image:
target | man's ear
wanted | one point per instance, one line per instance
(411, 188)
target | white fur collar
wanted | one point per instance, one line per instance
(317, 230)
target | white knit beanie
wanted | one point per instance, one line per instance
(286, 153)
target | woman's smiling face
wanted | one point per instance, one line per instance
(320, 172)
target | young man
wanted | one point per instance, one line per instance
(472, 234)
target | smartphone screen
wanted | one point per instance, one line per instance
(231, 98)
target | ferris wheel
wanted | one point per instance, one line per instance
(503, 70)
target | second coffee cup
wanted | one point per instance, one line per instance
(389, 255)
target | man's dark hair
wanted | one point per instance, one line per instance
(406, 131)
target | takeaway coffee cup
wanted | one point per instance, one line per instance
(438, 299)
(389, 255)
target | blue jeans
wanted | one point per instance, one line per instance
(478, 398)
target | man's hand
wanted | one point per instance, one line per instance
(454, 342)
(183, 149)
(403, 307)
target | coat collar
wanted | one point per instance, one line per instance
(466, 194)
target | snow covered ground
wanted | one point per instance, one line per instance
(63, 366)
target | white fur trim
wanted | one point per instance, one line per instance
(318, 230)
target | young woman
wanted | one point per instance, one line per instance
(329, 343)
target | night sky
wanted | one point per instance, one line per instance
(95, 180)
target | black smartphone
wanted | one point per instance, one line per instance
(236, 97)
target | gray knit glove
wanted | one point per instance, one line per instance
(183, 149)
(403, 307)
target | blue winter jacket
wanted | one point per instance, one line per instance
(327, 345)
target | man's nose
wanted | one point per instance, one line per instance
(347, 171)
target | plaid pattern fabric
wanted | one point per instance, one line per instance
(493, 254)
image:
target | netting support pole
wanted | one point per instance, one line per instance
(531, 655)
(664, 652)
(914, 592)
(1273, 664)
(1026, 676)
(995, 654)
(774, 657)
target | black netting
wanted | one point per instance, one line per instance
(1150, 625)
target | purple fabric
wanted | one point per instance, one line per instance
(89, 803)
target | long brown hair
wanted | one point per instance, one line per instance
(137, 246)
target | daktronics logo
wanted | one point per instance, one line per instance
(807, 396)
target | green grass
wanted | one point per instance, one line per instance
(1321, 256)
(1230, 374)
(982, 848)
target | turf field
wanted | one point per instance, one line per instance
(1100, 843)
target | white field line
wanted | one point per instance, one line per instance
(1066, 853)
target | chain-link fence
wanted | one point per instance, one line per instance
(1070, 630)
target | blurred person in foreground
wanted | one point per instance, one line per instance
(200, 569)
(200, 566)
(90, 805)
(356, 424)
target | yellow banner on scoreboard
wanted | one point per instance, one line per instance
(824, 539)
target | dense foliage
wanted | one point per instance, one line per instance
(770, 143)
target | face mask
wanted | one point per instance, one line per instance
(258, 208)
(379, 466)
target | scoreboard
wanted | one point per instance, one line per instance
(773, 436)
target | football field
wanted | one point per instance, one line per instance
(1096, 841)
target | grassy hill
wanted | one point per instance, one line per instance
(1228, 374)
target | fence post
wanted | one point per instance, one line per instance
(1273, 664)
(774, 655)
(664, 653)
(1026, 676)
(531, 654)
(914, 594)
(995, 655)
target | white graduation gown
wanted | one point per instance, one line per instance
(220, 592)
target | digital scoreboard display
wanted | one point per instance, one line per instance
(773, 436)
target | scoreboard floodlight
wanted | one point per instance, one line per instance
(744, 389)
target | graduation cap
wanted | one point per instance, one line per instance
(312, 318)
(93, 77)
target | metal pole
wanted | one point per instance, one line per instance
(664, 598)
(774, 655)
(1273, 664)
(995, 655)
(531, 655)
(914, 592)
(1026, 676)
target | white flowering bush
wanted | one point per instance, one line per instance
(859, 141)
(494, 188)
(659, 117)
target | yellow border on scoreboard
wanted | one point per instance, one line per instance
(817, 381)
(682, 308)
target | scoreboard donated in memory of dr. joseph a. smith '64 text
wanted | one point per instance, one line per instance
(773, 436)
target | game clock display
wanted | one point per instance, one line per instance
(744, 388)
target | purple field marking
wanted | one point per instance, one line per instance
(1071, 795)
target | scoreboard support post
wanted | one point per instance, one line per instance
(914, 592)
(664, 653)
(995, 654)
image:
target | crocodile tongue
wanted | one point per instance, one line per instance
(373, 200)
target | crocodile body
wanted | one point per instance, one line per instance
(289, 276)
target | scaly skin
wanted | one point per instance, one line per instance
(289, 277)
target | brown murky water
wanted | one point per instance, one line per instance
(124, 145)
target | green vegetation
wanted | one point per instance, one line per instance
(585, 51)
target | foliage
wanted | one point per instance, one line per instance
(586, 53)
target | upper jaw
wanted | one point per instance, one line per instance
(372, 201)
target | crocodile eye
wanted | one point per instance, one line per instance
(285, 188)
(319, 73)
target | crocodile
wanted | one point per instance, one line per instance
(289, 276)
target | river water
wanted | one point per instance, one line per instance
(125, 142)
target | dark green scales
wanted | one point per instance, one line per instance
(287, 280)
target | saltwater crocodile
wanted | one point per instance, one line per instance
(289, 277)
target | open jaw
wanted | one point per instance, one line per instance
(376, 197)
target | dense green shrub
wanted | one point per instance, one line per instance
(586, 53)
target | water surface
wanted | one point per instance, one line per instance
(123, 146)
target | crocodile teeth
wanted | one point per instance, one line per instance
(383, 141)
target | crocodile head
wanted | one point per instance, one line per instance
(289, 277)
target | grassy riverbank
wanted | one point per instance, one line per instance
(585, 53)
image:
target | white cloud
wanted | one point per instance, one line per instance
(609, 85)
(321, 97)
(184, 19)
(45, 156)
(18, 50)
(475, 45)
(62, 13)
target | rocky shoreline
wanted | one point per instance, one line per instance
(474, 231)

• • •

▶ **To do**
Set down, unchanged, only those lines above that fall between the line with "target | foliage" and the line with "target | dark green scales", the two end lines included.

▶ **Problem solution**
target | foliage
wanted | one point per instance, one line per instance
(586, 53)
target | upper jaw
wanted | one point per instance, one line per instance
(372, 201)
target | crocodile eye
wanted | one point per instance, one line per instance
(285, 188)
(319, 73)
target | crocodile
wanted | one point per instance, one line per instance
(289, 276)
target | river water
wanted | one point per instance, one line per instance
(125, 142)
target | dark green scales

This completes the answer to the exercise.